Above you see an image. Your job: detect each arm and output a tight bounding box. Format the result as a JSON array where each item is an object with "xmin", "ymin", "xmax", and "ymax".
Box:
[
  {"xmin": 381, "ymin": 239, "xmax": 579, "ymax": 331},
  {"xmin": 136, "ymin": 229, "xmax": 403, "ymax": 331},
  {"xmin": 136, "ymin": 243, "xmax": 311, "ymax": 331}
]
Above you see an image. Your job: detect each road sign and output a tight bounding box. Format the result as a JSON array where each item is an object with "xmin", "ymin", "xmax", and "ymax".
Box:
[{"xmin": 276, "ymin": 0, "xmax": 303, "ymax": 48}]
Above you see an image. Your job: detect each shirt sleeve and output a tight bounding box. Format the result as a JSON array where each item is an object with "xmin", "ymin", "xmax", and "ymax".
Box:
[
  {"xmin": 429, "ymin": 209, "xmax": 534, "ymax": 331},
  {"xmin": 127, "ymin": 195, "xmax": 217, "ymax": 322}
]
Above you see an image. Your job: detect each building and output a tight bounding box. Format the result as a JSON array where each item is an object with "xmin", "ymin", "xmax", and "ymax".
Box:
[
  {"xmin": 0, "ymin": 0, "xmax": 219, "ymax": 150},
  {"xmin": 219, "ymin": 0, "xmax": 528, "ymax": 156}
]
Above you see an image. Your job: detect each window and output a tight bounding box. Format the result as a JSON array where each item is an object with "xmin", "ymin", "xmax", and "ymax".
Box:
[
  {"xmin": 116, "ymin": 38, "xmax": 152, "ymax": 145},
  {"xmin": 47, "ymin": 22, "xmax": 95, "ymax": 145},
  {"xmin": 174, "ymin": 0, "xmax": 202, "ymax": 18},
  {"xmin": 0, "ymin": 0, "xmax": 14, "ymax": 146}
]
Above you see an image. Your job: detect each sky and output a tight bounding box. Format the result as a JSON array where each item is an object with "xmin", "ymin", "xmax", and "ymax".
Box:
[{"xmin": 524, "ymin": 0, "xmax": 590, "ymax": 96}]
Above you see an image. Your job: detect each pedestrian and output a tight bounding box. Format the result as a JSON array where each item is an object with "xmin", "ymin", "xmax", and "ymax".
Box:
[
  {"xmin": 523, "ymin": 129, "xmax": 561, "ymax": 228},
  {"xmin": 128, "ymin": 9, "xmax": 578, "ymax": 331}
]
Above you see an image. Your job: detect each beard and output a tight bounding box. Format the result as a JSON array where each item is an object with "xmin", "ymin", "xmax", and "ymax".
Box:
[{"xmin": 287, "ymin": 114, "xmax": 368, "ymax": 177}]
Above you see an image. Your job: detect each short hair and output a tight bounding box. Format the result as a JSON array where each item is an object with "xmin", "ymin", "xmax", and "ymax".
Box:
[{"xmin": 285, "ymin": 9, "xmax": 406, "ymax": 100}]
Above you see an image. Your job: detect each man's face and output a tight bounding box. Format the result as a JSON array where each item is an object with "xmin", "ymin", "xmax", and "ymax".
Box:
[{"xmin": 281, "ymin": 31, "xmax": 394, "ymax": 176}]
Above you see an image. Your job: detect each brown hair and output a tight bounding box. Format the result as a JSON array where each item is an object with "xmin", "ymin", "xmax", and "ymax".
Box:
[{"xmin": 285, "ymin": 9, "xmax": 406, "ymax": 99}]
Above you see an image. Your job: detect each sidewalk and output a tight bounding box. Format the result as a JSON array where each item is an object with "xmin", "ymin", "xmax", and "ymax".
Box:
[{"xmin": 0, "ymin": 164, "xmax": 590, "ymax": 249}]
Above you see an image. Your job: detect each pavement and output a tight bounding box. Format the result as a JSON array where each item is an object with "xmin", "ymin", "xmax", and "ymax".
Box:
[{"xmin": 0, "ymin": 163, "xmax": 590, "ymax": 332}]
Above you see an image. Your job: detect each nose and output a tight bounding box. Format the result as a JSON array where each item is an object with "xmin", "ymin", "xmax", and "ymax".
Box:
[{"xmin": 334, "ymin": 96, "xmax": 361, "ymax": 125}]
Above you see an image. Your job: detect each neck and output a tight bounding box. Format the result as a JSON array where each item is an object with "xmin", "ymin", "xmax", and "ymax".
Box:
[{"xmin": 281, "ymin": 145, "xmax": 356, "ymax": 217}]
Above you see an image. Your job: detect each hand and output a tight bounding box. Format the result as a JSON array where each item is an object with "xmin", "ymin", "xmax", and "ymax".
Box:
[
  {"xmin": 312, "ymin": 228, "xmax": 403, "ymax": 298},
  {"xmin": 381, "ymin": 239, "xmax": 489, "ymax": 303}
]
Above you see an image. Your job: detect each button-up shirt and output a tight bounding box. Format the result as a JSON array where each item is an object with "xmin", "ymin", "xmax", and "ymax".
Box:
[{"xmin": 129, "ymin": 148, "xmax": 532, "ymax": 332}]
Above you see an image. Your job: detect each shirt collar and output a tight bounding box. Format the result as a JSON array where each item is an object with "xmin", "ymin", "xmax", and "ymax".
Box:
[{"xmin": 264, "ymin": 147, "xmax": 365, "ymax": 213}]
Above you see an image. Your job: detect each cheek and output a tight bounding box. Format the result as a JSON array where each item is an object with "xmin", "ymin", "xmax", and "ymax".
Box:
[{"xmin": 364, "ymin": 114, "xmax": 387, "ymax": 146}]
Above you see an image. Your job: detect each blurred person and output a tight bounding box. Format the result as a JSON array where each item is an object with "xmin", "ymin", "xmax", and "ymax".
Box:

| Written task |
Could you extract all the items above and reproduce them word for word, with no changes?

| Solution for this task |
Above you see an image. Your job: detect each arm and output a tight bounding box. Format the result as a JSON array where each item is an object with "xmin", "ymin", "xmax", and "ymax".
Box:
[
  {"xmin": 381, "ymin": 239, "xmax": 579, "ymax": 331},
  {"xmin": 136, "ymin": 229, "xmax": 403, "ymax": 331},
  {"xmin": 136, "ymin": 243, "xmax": 311, "ymax": 331}
]
Above you see an image. Your job: detect each road sign and output a tight bounding box. Format the result as a JSON array where each item is an object with "xmin", "ymin", "xmax", and "ymax".
Box:
[{"xmin": 276, "ymin": 0, "xmax": 303, "ymax": 48}]
Above you see an image. Your job: detect each shirt sleeve and output a tight bounding box. Format the result as a JSON array where each item is an object with "xmin", "ymin", "xmax", and "ymax".
Box:
[
  {"xmin": 429, "ymin": 209, "xmax": 534, "ymax": 331},
  {"xmin": 127, "ymin": 195, "xmax": 217, "ymax": 322}
]
Above you see an image. Your job: detect each building and output a tight bounding box. Format the result as a JSON array where each item is an object with "xmin", "ymin", "xmax", and "ymax".
Box:
[
  {"xmin": 0, "ymin": 0, "xmax": 219, "ymax": 150},
  {"xmin": 219, "ymin": 0, "xmax": 528, "ymax": 156}
]
Above you see an image. Your job: detect each window and output a tight bounding box. Format the result as a JSON array where each item is an object with "xmin", "ymin", "xmax", and "ymax".
Box:
[
  {"xmin": 116, "ymin": 38, "xmax": 152, "ymax": 145},
  {"xmin": 47, "ymin": 22, "xmax": 95, "ymax": 145},
  {"xmin": 174, "ymin": 0, "xmax": 202, "ymax": 18},
  {"xmin": 0, "ymin": 0, "xmax": 14, "ymax": 146}
]
Above you see an image. Your job: detect each sky and output a tight bounding box. Format the result as a JSON array where each item is an object with "xmin", "ymin", "xmax", and "ymax".
Box:
[{"xmin": 524, "ymin": 0, "xmax": 590, "ymax": 96}]
Above you see an image. Your job: detect each pedestrian and output a tight bounding box. Format the result as a JSON array where each item is an object with "xmin", "ymin", "xmax", and "ymax".
Box:
[
  {"xmin": 523, "ymin": 129, "xmax": 561, "ymax": 228},
  {"xmin": 128, "ymin": 9, "xmax": 578, "ymax": 331}
]
Above you see an image. Your job: detect each beard and output a tight bounding box. Format the result as a JSON array where each item is an object with "xmin", "ymin", "xmax", and "ymax".
Box:
[{"xmin": 287, "ymin": 114, "xmax": 368, "ymax": 177}]
Above you see an image. Your job: detect each short hair and output a tight bounding box. Format the result as a JSON array where each item is an object with "xmin", "ymin", "xmax", and "ymax".
Box:
[{"xmin": 285, "ymin": 9, "xmax": 406, "ymax": 100}]
Above you see an image. Your job: detect each man's face and output a tight bounding box. Format the result as a JSON array where each item is an object with "xmin", "ymin", "xmax", and "ymax".
Box:
[{"xmin": 281, "ymin": 31, "xmax": 394, "ymax": 176}]
Above you see an image. Your job: detect each brown hair and output a tight bounding box. Format the result as a JSON array where each item is an object with "xmin", "ymin", "xmax", and "ymax".
Box:
[{"xmin": 285, "ymin": 9, "xmax": 406, "ymax": 99}]
Above you see an image. Your job: detect each sidewalk and output a tight bounding box. Format the result as a JSON array where each item is an object with "xmin", "ymin", "xmax", and "ymax".
Box:
[{"xmin": 0, "ymin": 164, "xmax": 590, "ymax": 249}]
Above you see an image. Your job: detect each pavement and output a tight bounding box. Format the result as a JSON array where each item is an object with "xmin", "ymin", "xmax", and "ymax".
Box:
[{"xmin": 0, "ymin": 163, "xmax": 590, "ymax": 332}]
Above you see an image. Your job: detect each nose and output a tight bounding box. Format the result as a JSON array where each item is an object with "xmin", "ymin", "xmax", and "ymax".
Box:
[{"xmin": 334, "ymin": 96, "xmax": 361, "ymax": 125}]
Above you see an image. Your job: detect each neck and output a tight bounding box. Format the result as a JSON array where each item is an object with "xmin", "ymin", "xmax", and "ymax".
Box:
[{"xmin": 281, "ymin": 145, "xmax": 356, "ymax": 217}]
Above you see an image. Your job: detect each hand and output a tight bounding box. Format the result as a JSON array where each item is an object with "xmin", "ymin", "xmax", and "ymax".
Box:
[
  {"xmin": 312, "ymin": 228, "xmax": 403, "ymax": 298},
  {"xmin": 381, "ymin": 239, "xmax": 489, "ymax": 303}
]
Above you see an image. Your job: detect each button-up shirt and output a tight bounding box. Format the result as a JSON array where each item is an object with "xmin", "ymin", "xmax", and "ymax".
Box:
[{"xmin": 129, "ymin": 148, "xmax": 532, "ymax": 332}]
Above you see an image. Your job: detect each shirt collar and output a tight bounding box. Format the result as a JSON array where each item is an object with "xmin", "ymin", "xmax", and "ymax".
Box:
[{"xmin": 264, "ymin": 147, "xmax": 365, "ymax": 213}]
Above you see an image. Your job: detect each cheek and output a tight bounding box. Format the result as a JSON array where each item is an object with "xmin", "ymin", "xmax", and "ymax".
Box:
[{"xmin": 364, "ymin": 114, "xmax": 387, "ymax": 146}]
Above you see an image. Your job: detect each blurred person and output a tight bounding box. Format the result as a JSON array where each item is an object with "xmin", "ymin", "xmax", and "ymax".
Box:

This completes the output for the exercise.